JOB
Format everything in the records below, from the line containing "of the large" down to the line containing "column 61, row 739" with both of those lines included, as a Markdown table. Use the columns No. and Text, number each row, and leave out blank lines.

RECORD EXCERPTS

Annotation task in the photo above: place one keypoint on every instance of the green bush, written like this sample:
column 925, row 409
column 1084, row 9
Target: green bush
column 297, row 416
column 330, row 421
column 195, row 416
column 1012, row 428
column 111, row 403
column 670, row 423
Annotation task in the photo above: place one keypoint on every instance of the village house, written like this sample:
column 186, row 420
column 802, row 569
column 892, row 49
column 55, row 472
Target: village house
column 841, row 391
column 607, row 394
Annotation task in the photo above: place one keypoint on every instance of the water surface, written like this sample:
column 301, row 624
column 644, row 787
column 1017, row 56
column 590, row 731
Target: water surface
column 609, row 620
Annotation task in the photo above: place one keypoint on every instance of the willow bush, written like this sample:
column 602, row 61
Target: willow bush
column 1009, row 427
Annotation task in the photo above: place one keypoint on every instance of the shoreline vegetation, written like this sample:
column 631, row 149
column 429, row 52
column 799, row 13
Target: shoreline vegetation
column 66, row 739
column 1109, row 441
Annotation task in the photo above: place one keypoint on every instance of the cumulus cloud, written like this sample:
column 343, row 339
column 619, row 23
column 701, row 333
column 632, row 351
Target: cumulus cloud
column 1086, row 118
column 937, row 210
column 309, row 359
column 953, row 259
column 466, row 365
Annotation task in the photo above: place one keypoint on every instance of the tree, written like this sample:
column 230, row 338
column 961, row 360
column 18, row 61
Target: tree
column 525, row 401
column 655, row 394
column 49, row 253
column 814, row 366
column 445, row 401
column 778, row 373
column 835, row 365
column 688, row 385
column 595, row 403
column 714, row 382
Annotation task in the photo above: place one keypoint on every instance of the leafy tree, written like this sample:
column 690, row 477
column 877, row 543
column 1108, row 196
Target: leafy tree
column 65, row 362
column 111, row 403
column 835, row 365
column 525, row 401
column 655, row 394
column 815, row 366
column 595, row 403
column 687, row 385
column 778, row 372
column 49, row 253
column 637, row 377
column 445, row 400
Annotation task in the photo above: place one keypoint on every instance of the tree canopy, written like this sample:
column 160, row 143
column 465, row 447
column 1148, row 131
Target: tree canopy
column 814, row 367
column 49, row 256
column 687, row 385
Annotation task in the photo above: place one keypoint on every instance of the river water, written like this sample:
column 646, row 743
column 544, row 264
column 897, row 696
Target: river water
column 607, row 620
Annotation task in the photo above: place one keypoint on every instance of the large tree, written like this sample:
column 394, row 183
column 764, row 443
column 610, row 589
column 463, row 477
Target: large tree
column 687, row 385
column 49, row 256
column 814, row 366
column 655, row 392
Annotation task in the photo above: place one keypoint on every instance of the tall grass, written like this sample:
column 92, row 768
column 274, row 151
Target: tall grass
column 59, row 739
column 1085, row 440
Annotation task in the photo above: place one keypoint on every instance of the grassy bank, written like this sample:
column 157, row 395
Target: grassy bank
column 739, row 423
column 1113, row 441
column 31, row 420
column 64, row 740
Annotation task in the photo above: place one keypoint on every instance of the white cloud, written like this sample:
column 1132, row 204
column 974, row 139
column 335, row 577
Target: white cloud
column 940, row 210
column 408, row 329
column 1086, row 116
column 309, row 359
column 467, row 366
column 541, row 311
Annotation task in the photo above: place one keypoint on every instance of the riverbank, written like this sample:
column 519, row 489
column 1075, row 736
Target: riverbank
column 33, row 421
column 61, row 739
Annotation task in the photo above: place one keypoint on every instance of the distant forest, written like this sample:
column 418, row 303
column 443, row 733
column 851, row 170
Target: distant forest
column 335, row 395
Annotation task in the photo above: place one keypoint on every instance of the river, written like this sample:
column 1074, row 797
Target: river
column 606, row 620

RESPONSE TO THIS TASK
| No. | Text |
|---|---|
| 1 | Annotation task in the photo above: place one keypoint on every instance of the large tree, written like this sample: |
| 2 | column 394, row 183 |
| 3 | column 764, row 443 |
| 4 | column 610, row 589 |
| 5 | column 463, row 477 |
| 6 | Target: large tree |
| 7 | column 687, row 385 |
| 8 | column 49, row 256 |
| 9 | column 814, row 366 |
| 10 | column 655, row 392 |
| 11 | Annotation task in the photo above: place one keypoint on every instance of the tall grass, written like this sample: |
| 12 | column 92, row 768 |
| 13 | column 274, row 151 |
| 14 | Target: tall grass |
| 15 | column 59, row 739 |
| 16 | column 1085, row 440 |
| 17 | Annotation task in the photo above: place one keypoint on every instance of the grassy bank, written like this sample: |
| 18 | column 157, row 395 |
| 19 | Target: grassy bank |
| 20 | column 739, row 423 |
| 21 | column 1113, row 441 |
| 22 | column 31, row 420 |
| 23 | column 64, row 740 |
| 24 | Annotation task in the photo above: place one keypoint on every instance of the white cloud, written like this sample: |
| 25 | column 1132, row 204 |
| 26 | column 974, row 139 |
| 27 | column 335, row 577 |
| 28 | Target: white cloud |
| 29 | column 940, row 210 |
| 30 | column 408, row 329 |
| 31 | column 1086, row 116 |
| 32 | column 309, row 359 |
| 33 | column 467, row 366 |
| 34 | column 541, row 311 |
| 35 | Annotation task in the photo above: place one keypoint on every instance of the riverbank, written like this sample: |
| 36 | column 519, row 489 |
| 37 | column 1075, row 736 |
| 38 | Target: riverbank |
| 39 | column 33, row 421 |
| 40 | column 61, row 739 |